══ Input records
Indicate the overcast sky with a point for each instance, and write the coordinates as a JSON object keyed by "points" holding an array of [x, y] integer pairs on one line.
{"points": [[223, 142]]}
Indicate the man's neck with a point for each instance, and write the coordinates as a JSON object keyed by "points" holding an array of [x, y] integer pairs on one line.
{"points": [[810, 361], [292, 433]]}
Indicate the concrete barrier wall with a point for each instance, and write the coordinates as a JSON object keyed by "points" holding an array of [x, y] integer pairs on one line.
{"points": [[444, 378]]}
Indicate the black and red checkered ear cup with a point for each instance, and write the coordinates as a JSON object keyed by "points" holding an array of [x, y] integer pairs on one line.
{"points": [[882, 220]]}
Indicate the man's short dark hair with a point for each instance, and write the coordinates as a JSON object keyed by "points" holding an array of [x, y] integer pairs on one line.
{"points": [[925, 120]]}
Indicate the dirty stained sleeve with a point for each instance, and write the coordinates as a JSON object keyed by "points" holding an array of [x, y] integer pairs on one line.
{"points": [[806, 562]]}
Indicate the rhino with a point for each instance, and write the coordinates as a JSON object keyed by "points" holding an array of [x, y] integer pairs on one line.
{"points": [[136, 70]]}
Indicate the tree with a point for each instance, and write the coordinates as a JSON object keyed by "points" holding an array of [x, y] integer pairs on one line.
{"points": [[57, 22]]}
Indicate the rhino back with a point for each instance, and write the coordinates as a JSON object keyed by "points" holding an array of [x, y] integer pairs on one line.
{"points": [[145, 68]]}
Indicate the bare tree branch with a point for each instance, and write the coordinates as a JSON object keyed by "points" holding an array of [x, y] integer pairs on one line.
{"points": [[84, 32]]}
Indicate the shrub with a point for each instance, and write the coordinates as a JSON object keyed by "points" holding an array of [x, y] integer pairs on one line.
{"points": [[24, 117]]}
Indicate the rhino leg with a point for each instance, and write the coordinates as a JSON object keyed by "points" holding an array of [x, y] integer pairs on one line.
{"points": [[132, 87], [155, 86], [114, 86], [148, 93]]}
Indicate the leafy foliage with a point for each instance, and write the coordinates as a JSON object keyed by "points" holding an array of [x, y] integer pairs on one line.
════
**Task statement:** The records are to be repeated in full, exactly as they stand.

**Exercise answer:**
Indicate the overcast sky with a point for each instance, and write the coordinates as a JSON object keyed by "points" holding an array of [x, y] integer pairs on one line.
{"points": [[223, 142]]}
Indicate the man's neck with a point for each instance, and write the coordinates as a JSON object keyed by "points" holding an array of [x, y] integer pairs on one line.
{"points": [[810, 361], [292, 433]]}
Indicate the concrete barrier wall with a point for each instance, and write the coordinates as a JSON object keyed by "points" holding an array of [x, y] integer pairs on one line.
{"points": [[444, 378]]}
Indicate the black and red checkered ear cup with a point for each instance, and write the coordinates as a JSON object keyed by "points" holding an array of [x, y] integer pairs on one line.
{"points": [[882, 220]]}
Indicate the man's short dark hair with a point for each instance, and write the coordinates as a JSON object keyed by "points" holding an array of [x, y] integer pairs on one line.
{"points": [[925, 120]]}
Indicate the dirty stained sleeve with a point for each instance, and write the coordinates as a JSON object keyed by "points" holding an array of [x, y] integer pairs on one line.
{"points": [[806, 562]]}
Indicate the rhino with a point for each instance, and write the coordinates as a JSON object keyed by "points" holding an array of [x, y] integer pairs on one line.
{"points": [[136, 70]]}
Indicate the tree with a point for each instance, and write the coordinates as a JSON object keyed by "points" holding an array of [x, y] integer pairs on one line.
{"points": [[57, 22]]}
Indicate the rhino back with a point for each instance, and write the coordinates as a JSON object keyed by "points" holding an array of [x, y] integer pairs on one line.
{"points": [[145, 68]]}
Indicate the bare tree branch with a point for each instance, and write the coordinates as a JSON object keyed by "points" holding an array of [x, y] integer pairs on one line.
{"points": [[84, 32]]}
Indicate the shrub with a point for each instance, and write the coordinates as a JSON object keyed by "points" holding an array of [x, y] integer pairs on one line.
{"points": [[24, 117]]}
Indicate the rhino leg with a point for each instance, and write the coordinates as a JSON object keyed by "points" holding an array of [x, y] integer pairs on one line.
{"points": [[132, 87], [155, 86], [114, 86], [148, 93]]}
Indicate the leafy foliage with a point for each instance, and write the coordinates as a JSON object keyed by "points" holding an array of [x, y] integer pairs on one line.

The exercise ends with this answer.